• _TRY IT_
Output every entry exactly as written.

• _EXTRACTED INFORMATION_
══════════

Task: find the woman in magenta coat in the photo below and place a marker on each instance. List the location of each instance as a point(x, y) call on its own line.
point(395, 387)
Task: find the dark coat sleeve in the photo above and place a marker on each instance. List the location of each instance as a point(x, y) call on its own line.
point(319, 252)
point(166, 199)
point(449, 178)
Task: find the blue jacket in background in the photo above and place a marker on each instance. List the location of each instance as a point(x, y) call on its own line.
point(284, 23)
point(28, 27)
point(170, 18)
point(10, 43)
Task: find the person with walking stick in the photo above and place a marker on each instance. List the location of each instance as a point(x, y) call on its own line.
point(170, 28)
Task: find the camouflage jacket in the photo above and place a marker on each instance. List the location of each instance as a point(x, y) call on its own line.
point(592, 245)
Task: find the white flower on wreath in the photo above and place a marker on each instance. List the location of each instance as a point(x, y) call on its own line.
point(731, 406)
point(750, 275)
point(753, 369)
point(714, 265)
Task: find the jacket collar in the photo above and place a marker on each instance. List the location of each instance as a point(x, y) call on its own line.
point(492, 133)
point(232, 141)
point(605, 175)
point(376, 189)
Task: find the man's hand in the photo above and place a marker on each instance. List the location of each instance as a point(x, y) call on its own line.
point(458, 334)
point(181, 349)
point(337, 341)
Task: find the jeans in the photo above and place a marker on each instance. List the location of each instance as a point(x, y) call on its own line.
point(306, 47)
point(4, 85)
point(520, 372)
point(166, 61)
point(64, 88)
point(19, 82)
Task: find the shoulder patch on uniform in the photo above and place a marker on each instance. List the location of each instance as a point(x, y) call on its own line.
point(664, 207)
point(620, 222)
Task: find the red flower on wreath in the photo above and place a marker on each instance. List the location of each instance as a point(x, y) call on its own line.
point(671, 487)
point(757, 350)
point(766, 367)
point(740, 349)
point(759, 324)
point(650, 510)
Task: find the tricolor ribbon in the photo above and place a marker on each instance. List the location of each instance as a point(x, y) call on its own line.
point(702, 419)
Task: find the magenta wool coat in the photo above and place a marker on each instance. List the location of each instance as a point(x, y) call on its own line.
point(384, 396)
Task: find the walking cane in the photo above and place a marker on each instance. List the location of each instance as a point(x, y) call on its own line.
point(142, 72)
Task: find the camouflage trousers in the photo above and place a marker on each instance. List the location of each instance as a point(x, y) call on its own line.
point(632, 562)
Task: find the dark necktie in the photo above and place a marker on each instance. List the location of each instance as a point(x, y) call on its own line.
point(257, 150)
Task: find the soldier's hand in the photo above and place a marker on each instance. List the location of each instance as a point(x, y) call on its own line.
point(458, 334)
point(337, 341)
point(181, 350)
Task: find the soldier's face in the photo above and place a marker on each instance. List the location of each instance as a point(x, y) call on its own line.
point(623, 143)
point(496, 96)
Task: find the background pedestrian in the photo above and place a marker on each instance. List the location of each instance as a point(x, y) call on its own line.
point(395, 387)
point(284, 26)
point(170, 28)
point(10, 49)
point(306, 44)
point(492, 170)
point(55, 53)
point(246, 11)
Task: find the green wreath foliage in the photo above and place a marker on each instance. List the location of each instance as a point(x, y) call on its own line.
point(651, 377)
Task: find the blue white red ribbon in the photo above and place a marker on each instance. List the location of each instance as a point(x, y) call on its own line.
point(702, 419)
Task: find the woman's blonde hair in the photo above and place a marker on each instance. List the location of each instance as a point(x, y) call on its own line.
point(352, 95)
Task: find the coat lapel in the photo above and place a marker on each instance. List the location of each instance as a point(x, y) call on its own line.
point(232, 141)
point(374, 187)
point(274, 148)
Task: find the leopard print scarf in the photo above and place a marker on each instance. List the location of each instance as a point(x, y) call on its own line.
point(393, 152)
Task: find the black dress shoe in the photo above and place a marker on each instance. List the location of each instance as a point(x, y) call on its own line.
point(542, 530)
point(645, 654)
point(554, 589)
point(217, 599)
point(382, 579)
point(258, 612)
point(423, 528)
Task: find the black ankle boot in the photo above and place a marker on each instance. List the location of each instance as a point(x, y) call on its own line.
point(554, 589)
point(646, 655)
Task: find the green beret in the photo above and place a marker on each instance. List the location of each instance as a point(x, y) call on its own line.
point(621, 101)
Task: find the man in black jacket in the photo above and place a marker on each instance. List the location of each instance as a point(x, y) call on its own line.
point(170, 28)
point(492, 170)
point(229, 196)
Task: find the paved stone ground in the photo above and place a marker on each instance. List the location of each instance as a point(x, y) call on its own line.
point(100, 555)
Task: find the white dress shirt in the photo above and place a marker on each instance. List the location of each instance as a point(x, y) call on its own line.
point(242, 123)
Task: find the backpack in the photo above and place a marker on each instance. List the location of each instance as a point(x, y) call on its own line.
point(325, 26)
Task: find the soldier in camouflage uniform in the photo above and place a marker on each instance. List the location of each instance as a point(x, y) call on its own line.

══════════

• _TASK SOLUTION_
Task: find the woman in magenta coat in the photo below and place a marker on each instance. List the location of each instance as a point(x, y) call on its own line.
point(395, 387)
Task: find the dark coat sleeve in the photo above and place a marker on each instance. List the location of each instance as a point(x, y) call on its own line.
point(319, 252)
point(166, 199)
point(449, 178)
Task: find the blue jacket in background in the photo above and place a marker on each instance. List the location of each instance as a point(x, y) call on its own line.
point(284, 23)
point(28, 27)
point(170, 18)
point(10, 43)
Task: find the person with walking stick in the photo above and place a marker on each instance. List the location of each instance as a point(x, y) call on its own line.
point(170, 28)
Task: find the camouflage jacket in the photo above and place a marker on each instance. List the location of each instance as a point(x, y) call on its own line.
point(592, 245)
Task: find the white flower on wreath in the photo above and place a marker on each instance. List the location of each instance as a point(x, y) call on its own line.
point(731, 406)
point(750, 275)
point(753, 369)
point(714, 265)
Task: find the jacket collar in the photo above and place a marker on each instance. List the location of each instance as a point(x, y) call on its own line.
point(492, 133)
point(232, 141)
point(605, 175)
point(376, 189)
Task: find the man's hand in the photo above and place a marker on each instance. List the location of each instance as a point(x, y) call on its own line.
point(458, 334)
point(181, 349)
point(337, 341)
Task: find the jeans in the photo above and place a marker on each instance. List the location of each instance as a point(x, y) call on its own line.
point(306, 47)
point(4, 85)
point(520, 372)
point(166, 61)
point(64, 88)
point(19, 82)
Task: find the shoulder patch on uniform in the photo above and place a marker on each instance. List the location of each instance as a point(x, y) call on its own line.
point(664, 207)
point(620, 222)
Task: find the red flower on wreath in the photo above and place a marker on each instance. List the location of each instance as a point(x, y) call on its own line.
point(671, 487)
point(757, 350)
point(766, 367)
point(740, 349)
point(759, 324)
point(650, 510)
Task: find the tricolor ribbon in the photo above and place a marker on each instance. List the location of each instance as a point(x, y) call on its own line.
point(702, 419)
Task: find the magenta wool coat in the photo above and place a marker on each instance. List the location of each instance as a point(x, y) call on its own line.
point(384, 396)
Task: find the walking cane in the photo above and place a marker on each instance. List the location of each instance as a point(x, y) call on its own line.
point(142, 72)
Task: find the camouflage trousers in the photo above and place a marker on each instance. List the location of each instance as a point(x, y) call on its own line.
point(632, 562)
Task: find the dark necktie in the photo above and place a marker on each instance. List the location of each instance as a point(x, y) call on its own line.
point(257, 150)
Task: find the soldier's hand in the photo above and place a marker on each instance. List the location of each instance as a point(x, y) call on its own line.
point(458, 334)
point(337, 341)
point(181, 350)
Task: find the soldier's face in the photo above and place a marker on each instance. List the location of each instance as a point(x, y) call on its own line.
point(623, 143)
point(496, 96)
Task: find the background pedestrian in the photo above and place a marker on each instance. List the location of each instance as a point(x, y) call on its own line.
point(395, 387)
point(284, 26)
point(170, 28)
point(10, 49)
point(306, 44)
point(492, 170)
point(55, 53)
point(246, 11)
Task: find the green wreath foliage in the photo above and place a marker on each instance. List the location of each instance as a point(x, y) call on its own line.
point(651, 377)
Task: find the blue white red ribbon in the photo above and place a marker on each instance. List the location of each instance as a point(x, y) call on its own line.
point(702, 419)
Task: find the woman's blonde hair in the photo above and place a marker on each instance. List the location of each instance as a point(x, y) call on its own line.
point(352, 95)
Task: find the coat lapel in the photo above and place a marker on each instance. List the location of each instance as a point(x, y) call on its own line.
point(232, 141)
point(374, 187)
point(274, 148)
Task: find the leopard print scarf in the photo above and place a marker on each instance. List the location of each instance as a point(x, y) call on its own line.
point(393, 152)
Task: find the black dress shoe in the photo above and place a marker on each instance. List the location of each instance as a point(x, y) call on its own line.
point(542, 530)
point(645, 654)
point(554, 589)
point(217, 599)
point(382, 579)
point(258, 612)
point(423, 528)
Task: find the black ankle boot in the photo above and place a marker on each instance. List the location of each instance as a point(x, y) call on its own line.
point(554, 589)
point(646, 655)
Task: find the green beret in the photo above and place a marker on each instance. List the location of each instance as a point(x, y) call on its own line.
point(621, 101)
Task: find the man in black jacket in the photo above and place a marker on each instance. List the location of each instance as a point(x, y) call on its own line.
point(170, 28)
point(492, 170)
point(229, 196)
Task: find the paved stone ground in the photo above and place a marker on each instance. List the location of each instance as a point(x, y) call on its own line.
point(100, 555)
Task: find the white dress shirt in the photo above and place a marker on each instance. List the location of each instance as a point(x, y) call on its own line.
point(242, 123)
Task: find the backpack in the photo above and place a marker on each instance. List the location of each instance as a point(x, y) call on its own line.
point(325, 26)
Task: find the soldier in camouflage uniform in the photo above and place a marker on each instance. List the location of each instance as a point(x, y) call on its own line.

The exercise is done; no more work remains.